Only the lines from the line containing "Report the location of each instance of the speckled" to the end of the entries should be repeated, exactly as they appear.

☆ ☆ ☆ ☆ ☆ ☆ ☆

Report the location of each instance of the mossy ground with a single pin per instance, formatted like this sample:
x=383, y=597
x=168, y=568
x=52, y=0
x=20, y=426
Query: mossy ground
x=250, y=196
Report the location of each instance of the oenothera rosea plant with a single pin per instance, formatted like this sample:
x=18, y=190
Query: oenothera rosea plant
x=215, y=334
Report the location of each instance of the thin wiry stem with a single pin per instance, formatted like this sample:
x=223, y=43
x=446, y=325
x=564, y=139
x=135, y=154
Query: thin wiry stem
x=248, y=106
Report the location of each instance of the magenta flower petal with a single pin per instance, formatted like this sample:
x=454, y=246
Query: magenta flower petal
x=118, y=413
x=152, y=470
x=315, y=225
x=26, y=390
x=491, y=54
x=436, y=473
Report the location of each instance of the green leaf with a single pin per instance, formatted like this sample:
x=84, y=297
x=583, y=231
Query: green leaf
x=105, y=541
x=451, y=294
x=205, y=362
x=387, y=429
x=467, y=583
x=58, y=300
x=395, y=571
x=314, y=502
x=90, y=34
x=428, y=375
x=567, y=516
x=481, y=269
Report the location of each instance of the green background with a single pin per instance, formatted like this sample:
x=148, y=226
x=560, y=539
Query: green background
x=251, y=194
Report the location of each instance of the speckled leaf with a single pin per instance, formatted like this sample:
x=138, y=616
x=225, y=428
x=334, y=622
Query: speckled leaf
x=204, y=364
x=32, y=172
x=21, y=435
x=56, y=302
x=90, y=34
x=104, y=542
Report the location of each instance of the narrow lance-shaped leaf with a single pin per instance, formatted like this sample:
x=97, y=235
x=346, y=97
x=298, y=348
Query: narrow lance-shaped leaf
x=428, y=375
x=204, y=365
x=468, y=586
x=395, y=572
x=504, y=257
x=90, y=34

☆ ☆ ☆ ☆ ☆ ☆ ☆

ANSWER BOX:
Report the location of each instance of the speckled leaf with a single pin per instance, formatted like this sample:
x=138, y=616
x=225, y=428
x=334, y=622
Query: speckled leaf
x=204, y=364
x=32, y=172
x=21, y=435
x=56, y=302
x=90, y=34
x=104, y=542
Report the location of each instance of the narrow lance-shaped leaf with a single pin per instance, formatted like this sample:
x=97, y=235
x=346, y=97
x=298, y=348
Query: narrow lance-shaped leaf
x=428, y=375
x=204, y=365
x=468, y=586
x=395, y=572
x=504, y=257
x=90, y=34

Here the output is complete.